#### OBJECTIVE
Reproduce the lines below, from the line containing "Presence check for any pink" to the line containing "[234, 184, 759, 294]", with both of those lines included. Omit any pictures from your copy.

#### RECORDS FOR THIS TASK

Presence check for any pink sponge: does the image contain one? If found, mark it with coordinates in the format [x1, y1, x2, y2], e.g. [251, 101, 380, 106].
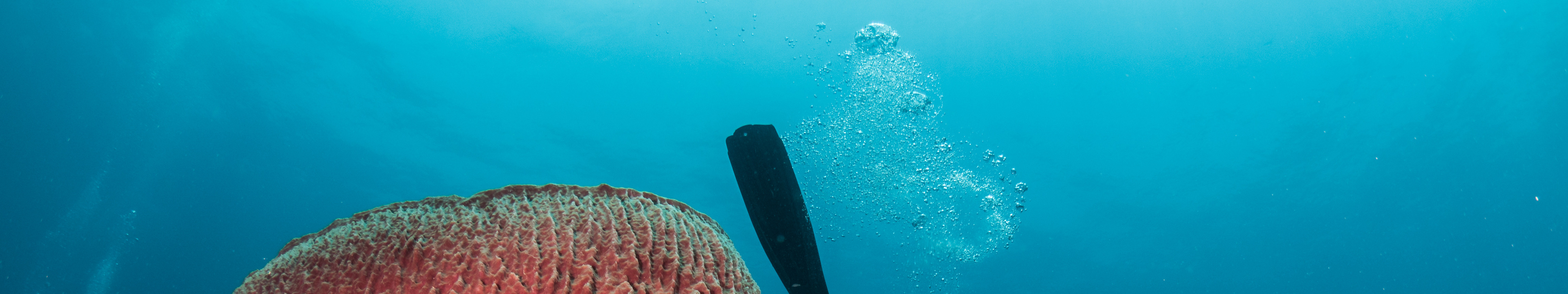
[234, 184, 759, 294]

...

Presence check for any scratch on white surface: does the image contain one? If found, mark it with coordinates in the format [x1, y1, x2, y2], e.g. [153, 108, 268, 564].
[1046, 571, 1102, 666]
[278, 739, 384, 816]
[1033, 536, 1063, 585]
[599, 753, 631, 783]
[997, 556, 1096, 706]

#### EXERCISE OUTPUT
Presence check for any pink sponge: does the image contain one? If found, mark it with coordinates in the format [x1, y1, x2, y2], e.g. [251, 101, 380, 106].
[234, 184, 759, 294]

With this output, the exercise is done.